[Saved entries]
- - -

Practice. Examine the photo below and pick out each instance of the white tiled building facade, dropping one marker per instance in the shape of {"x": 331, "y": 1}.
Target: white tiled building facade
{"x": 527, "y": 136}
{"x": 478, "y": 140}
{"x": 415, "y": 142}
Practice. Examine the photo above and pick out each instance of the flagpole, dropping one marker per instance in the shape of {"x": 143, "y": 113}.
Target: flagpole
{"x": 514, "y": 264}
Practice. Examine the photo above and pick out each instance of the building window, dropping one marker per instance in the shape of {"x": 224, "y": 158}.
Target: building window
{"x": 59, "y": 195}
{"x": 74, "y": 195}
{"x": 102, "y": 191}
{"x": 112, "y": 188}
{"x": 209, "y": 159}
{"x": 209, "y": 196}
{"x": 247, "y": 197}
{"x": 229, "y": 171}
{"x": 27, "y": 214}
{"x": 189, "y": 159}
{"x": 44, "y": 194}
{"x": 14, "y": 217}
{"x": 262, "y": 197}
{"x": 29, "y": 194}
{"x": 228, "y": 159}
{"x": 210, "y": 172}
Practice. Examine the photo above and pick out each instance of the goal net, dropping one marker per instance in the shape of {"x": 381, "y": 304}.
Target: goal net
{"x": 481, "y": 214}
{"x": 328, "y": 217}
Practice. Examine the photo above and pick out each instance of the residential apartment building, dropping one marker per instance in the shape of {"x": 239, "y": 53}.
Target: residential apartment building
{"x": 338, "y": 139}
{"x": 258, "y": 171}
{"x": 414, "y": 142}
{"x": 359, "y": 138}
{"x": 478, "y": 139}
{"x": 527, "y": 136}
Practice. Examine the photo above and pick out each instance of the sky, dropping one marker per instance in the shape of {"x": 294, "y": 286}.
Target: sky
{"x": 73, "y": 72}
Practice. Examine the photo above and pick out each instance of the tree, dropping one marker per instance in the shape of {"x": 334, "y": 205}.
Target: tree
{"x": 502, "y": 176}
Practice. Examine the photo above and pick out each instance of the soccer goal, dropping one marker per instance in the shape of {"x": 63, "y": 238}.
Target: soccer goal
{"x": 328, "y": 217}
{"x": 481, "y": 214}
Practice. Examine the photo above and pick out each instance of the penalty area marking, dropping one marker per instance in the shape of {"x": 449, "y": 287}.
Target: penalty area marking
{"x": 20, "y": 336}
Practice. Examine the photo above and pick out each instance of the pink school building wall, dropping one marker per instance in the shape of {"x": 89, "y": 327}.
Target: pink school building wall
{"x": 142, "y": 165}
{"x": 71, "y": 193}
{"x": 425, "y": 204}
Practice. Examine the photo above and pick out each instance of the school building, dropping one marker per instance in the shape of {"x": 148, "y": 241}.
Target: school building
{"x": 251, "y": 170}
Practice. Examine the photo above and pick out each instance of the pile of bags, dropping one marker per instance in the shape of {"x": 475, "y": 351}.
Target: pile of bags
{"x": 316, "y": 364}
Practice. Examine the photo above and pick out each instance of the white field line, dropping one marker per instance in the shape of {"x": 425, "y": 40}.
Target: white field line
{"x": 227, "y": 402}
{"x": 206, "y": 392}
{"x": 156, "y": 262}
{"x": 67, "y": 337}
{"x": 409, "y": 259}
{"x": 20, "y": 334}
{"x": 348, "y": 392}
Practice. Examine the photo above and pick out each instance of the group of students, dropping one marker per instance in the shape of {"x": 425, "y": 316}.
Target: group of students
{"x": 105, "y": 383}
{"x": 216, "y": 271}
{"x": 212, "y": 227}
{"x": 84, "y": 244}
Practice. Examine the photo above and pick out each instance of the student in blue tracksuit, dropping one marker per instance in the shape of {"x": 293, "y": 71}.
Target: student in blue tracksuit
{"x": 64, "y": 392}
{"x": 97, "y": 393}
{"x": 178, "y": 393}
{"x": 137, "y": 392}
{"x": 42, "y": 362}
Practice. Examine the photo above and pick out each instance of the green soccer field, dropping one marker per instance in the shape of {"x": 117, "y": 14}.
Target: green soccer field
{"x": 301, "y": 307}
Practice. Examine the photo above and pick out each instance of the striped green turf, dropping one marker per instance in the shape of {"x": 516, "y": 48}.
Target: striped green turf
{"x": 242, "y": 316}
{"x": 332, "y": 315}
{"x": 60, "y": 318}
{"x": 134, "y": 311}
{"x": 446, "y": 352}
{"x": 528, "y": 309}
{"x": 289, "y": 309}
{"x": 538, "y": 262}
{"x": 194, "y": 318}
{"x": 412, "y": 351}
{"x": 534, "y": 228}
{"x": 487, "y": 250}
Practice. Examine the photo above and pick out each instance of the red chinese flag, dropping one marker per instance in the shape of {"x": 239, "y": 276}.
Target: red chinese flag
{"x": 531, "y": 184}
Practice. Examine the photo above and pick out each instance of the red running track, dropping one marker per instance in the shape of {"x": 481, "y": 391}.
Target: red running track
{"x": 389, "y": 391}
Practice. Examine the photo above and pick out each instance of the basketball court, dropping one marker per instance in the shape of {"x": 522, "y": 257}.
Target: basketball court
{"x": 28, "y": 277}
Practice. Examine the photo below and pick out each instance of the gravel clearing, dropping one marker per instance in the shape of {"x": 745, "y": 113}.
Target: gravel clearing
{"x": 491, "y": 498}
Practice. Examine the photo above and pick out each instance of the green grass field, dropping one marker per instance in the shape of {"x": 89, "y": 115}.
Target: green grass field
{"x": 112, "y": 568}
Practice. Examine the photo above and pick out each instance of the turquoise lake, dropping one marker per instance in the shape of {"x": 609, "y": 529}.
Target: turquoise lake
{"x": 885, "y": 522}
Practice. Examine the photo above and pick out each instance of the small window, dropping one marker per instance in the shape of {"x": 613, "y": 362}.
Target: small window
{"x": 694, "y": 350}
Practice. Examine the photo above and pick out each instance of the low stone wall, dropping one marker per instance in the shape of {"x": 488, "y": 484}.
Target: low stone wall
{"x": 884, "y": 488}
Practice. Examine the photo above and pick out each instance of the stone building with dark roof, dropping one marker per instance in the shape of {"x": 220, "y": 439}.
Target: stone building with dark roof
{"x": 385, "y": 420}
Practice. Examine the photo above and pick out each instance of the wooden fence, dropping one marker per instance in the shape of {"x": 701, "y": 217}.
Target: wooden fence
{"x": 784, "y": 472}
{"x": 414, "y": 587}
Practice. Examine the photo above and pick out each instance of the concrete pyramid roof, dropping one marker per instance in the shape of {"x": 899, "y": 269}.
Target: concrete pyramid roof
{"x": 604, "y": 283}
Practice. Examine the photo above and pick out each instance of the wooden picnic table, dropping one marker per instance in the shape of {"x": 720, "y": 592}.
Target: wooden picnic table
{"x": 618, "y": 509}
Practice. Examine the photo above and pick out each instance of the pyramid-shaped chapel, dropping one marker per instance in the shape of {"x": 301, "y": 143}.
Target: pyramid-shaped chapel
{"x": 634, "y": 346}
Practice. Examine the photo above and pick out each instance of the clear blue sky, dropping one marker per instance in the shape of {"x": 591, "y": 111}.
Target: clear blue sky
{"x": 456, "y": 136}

- - -

# WORK INSTRUCTIONS
Repeat word for word each line from the one with "the wooden picnic" to the end of the records above, inclusive.

# RESPONSE
Practice. Examine the photo above and pick out each instance of the wooden picnic table, dropping one marker per instance in the shape of {"x": 720, "y": 592}.
Target: wooden picnic table
{"x": 618, "y": 509}
Practice. Examine the photo above and pick out each instance of the pyramid-shaped chapel, dropping one marker per instance in the shape of {"x": 301, "y": 143}.
Target: pyramid-shaped chapel
{"x": 634, "y": 346}
Practice. Examine the photo above and pick out each instance of the clear blue sky, dropping one marker per instance in the shape of {"x": 591, "y": 111}.
Target: clear blue sky
{"x": 456, "y": 136}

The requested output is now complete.